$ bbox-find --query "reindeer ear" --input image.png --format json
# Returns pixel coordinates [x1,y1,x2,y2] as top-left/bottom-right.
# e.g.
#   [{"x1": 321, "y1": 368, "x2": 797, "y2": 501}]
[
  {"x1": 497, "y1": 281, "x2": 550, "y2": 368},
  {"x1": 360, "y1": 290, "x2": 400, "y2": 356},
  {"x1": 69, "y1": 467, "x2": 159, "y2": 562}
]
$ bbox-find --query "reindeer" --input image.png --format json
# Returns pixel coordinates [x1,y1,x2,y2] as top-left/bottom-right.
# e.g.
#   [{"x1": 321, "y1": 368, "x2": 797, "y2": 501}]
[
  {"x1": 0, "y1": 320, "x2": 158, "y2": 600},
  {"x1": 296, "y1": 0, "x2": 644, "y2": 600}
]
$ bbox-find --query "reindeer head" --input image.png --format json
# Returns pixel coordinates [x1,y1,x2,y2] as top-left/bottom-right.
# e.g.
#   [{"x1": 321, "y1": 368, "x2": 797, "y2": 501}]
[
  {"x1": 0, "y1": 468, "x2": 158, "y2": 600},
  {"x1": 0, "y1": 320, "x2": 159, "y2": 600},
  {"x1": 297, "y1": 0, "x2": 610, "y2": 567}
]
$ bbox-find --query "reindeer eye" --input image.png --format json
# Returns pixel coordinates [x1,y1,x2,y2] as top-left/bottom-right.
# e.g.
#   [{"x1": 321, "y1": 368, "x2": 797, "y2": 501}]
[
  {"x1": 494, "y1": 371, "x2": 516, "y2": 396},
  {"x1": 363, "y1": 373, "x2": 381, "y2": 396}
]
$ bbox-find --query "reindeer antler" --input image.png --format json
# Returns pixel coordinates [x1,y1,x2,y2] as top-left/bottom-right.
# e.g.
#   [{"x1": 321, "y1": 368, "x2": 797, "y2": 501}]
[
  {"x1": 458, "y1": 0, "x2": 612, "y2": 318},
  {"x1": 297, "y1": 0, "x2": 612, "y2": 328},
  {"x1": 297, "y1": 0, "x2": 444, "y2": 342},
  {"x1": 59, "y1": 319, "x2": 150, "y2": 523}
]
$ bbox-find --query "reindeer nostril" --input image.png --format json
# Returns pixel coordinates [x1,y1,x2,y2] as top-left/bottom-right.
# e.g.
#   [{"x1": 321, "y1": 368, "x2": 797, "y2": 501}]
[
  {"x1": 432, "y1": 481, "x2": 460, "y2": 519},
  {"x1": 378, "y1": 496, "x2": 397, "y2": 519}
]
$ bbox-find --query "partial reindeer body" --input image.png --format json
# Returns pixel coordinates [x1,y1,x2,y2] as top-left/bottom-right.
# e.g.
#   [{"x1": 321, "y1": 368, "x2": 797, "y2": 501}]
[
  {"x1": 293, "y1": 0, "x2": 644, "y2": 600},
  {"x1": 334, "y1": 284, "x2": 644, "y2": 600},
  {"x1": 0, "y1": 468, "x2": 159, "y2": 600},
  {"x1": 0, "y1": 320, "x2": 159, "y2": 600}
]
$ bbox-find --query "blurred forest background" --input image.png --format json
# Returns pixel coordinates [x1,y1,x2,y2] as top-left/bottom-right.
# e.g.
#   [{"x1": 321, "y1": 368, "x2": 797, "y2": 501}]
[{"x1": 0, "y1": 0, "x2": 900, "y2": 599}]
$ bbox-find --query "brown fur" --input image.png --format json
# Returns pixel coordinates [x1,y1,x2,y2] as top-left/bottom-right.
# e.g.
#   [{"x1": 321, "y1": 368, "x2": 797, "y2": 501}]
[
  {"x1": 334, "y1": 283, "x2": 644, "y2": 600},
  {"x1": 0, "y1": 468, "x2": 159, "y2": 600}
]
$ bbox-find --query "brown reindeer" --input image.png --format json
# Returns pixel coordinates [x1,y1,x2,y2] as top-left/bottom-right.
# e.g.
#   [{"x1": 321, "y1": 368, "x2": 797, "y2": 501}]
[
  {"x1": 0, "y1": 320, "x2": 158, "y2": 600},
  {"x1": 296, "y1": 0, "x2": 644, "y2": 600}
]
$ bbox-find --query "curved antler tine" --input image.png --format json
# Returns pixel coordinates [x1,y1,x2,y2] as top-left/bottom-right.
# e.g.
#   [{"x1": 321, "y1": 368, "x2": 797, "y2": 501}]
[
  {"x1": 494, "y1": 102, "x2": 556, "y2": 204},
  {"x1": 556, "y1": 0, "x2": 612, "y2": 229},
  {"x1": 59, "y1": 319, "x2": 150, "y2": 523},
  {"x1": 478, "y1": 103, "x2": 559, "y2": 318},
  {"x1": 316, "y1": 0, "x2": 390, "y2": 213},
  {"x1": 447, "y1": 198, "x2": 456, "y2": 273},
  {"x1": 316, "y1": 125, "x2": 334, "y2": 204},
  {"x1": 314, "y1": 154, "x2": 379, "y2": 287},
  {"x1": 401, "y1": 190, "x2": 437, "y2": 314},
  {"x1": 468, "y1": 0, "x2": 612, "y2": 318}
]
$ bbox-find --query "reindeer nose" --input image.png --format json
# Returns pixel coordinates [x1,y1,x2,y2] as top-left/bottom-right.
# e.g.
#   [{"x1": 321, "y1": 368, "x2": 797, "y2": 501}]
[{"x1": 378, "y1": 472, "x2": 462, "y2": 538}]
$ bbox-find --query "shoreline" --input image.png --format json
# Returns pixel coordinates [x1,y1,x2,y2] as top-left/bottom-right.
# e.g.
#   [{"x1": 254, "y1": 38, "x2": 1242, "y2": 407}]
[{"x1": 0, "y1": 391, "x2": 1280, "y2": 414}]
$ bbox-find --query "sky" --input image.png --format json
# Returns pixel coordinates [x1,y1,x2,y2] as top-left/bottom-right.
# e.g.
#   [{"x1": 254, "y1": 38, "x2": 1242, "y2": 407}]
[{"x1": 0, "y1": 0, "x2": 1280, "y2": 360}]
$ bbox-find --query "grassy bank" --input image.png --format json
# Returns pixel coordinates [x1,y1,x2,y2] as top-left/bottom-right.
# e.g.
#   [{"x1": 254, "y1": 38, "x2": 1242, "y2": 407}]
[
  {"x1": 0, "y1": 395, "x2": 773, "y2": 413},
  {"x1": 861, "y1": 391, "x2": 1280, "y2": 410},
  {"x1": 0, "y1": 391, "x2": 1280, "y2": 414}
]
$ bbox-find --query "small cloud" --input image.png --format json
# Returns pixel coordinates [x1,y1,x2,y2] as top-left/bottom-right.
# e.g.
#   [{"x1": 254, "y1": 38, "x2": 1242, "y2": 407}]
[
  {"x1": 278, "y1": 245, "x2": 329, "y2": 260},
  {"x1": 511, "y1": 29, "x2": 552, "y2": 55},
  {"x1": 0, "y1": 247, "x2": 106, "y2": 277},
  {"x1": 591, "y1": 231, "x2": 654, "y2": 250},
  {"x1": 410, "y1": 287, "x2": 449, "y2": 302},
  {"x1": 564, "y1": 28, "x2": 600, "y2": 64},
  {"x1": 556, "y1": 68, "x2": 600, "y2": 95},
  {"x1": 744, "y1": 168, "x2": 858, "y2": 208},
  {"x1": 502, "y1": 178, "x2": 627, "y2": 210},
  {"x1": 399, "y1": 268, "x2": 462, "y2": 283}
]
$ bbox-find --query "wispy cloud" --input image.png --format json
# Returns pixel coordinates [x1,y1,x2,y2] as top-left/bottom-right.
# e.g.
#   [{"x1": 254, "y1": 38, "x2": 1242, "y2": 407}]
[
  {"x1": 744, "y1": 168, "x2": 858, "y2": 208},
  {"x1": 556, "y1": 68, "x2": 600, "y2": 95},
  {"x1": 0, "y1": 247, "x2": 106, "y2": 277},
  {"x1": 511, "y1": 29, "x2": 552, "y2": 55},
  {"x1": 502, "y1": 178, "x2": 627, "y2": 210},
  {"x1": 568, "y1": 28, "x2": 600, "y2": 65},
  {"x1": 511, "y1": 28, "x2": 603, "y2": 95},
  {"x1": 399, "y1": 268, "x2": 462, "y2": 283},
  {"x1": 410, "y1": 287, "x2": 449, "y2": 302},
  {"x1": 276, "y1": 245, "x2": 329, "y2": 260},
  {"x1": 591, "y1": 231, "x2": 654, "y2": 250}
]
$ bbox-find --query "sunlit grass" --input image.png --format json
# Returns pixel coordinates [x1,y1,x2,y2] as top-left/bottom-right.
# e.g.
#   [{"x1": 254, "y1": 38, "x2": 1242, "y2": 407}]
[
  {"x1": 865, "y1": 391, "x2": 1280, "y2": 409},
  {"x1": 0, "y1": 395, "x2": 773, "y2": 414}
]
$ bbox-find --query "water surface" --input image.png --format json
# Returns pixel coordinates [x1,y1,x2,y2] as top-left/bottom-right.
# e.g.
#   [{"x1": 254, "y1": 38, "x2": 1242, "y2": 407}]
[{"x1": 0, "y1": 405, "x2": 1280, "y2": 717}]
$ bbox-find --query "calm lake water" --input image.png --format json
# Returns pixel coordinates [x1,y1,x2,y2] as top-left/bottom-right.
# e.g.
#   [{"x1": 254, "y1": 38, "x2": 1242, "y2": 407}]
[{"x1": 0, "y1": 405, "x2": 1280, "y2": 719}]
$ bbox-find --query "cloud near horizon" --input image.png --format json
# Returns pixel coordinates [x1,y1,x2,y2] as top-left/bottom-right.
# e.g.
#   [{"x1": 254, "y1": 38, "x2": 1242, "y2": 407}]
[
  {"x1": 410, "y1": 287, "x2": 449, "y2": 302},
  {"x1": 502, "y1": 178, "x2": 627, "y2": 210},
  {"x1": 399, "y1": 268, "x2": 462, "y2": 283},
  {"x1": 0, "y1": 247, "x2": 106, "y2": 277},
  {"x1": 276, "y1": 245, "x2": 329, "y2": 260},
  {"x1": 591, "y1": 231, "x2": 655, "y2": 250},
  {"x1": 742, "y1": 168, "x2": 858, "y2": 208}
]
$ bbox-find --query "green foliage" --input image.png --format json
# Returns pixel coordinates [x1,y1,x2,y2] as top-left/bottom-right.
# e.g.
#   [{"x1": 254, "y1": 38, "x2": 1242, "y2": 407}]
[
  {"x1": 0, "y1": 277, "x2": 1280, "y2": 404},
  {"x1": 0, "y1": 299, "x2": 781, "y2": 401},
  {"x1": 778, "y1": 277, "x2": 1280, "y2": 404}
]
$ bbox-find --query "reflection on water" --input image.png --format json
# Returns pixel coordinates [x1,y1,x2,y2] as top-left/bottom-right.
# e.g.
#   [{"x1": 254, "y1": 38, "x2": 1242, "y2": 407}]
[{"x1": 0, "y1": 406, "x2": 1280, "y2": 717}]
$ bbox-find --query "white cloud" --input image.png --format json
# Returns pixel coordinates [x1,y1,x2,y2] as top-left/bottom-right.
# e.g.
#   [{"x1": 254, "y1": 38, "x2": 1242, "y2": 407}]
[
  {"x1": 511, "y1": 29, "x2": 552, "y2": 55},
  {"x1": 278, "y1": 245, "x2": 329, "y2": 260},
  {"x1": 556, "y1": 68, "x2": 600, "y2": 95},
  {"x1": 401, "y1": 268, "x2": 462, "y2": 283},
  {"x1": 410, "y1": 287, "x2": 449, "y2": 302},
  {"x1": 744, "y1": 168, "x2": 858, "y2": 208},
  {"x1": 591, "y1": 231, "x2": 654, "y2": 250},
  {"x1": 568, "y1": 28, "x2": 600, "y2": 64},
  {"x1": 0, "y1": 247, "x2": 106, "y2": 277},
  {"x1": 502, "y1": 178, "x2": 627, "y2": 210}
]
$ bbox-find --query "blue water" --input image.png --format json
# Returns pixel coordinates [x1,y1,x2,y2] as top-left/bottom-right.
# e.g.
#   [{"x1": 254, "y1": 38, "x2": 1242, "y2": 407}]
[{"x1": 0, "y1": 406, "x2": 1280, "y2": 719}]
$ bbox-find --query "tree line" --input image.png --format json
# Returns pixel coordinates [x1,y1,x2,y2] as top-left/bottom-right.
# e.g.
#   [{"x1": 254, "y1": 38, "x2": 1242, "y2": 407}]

=======

§ **Set problem**:
Gather every line of the listing above that contains the word "brown".

§ **Reply**:
$ bbox-find --query "brown fur" --input image.png --format json
$ bbox-find --query "brown reindeer" --input image.png --format json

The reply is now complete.